··· Provided data
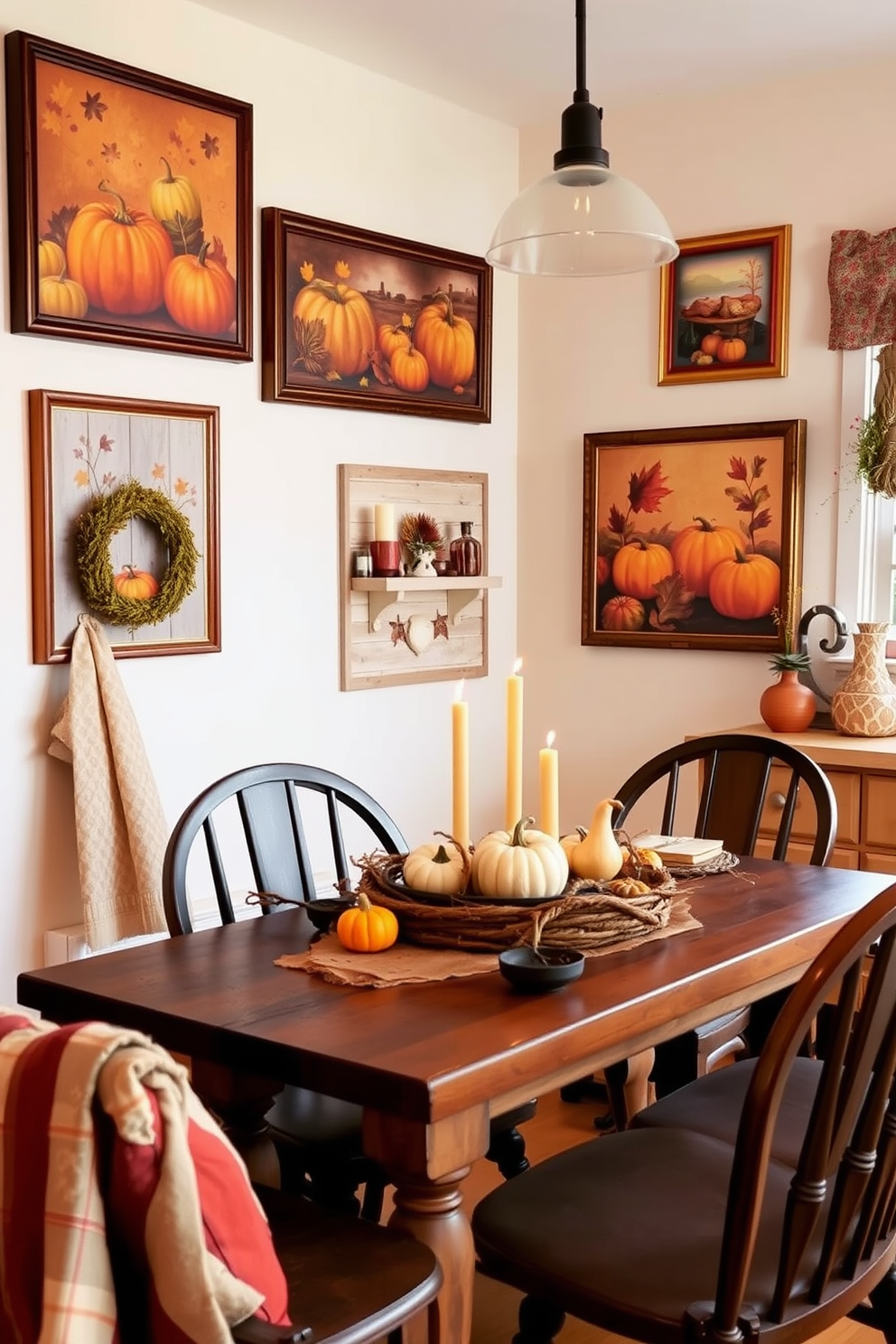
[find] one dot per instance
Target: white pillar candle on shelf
(513, 809)
(383, 522)
(461, 769)
(550, 789)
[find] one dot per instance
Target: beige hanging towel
(120, 824)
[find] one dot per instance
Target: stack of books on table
(680, 851)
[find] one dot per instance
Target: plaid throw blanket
(55, 1274)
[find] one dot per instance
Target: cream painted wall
(809, 152)
(339, 143)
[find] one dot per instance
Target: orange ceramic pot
(788, 705)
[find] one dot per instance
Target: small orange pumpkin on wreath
(102, 589)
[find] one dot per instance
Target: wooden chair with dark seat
(742, 779)
(772, 1230)
(742, 782)
(277, 828)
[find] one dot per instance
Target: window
(865, 522)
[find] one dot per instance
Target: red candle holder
(385, 559)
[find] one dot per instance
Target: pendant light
(581, 219)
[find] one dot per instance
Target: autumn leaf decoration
(647, 492)
(60, 223)
(675, 602)
(749, 496)
(311, 346)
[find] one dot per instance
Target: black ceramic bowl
(537, 972)
(325, 910)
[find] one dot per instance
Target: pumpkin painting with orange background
(118, 168)
(688, 537)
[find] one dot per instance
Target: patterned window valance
(862, 278)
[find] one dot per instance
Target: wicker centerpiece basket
(586, 916)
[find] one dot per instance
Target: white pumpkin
(523, 864)
(430, 867)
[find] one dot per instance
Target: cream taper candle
······
◆ **Short problem**:
Copy out each line word for word, please, skipping the images.

◆ **Answer for the task**:
[find] one dot per instance
Target: white pillar candle on shelf
(513, 809)
(383, 522)
(461, 769)
(550, 789)
[find] one dot per instance
Target: beige hanging towel
(120, 824)
[find] one dot per instance
Target: stack of books on table
(680, 851)
[find] one dot per instance
Target: plaid throw blanket
(55, 1274)
[find] one dot per instance
Target: cream painted wall
(809, 152)
(339, 143)
[find] one dot per instance
Target: orange ceramic pot
(788, 705)
[find] one dot per instance
Target: small orange pumpkin on wreath
(102, 589)
[find] one dot per instance
Target: wooden chair with dark seat
(742, 779)
(772, 1230)
(742, 782)
(277, 828)
[find] one dot per instance
Target: window
(865, 522)
[find] one dot per instance
Target: red candle holder
(385, 559)
[find] one dot per instance
Target: pendant light
(581, 219)
[find] one dot per instance
Target: autumn leaf decoration
(647, 492)
(60, 223)
(675, 602)
(749, 496)
(311, 346)
[find] one dot per instance
Target: black ceramic bowl
(537, 972)
(325, 910)
[find] one dot per instance
Target: pumpkin painting with orange background
(118, 168)
(688, 537)
[find] one dot per instance
Target: patterned window valance
(862, 278)
[find] one dot per instance
Target: wicker centerpiece basket
(586, 916)
[find] one dot per instance
Target: white pumpkin
(523, 864)
(430, 867)
[find] one dot per instance
Target: cream taper candle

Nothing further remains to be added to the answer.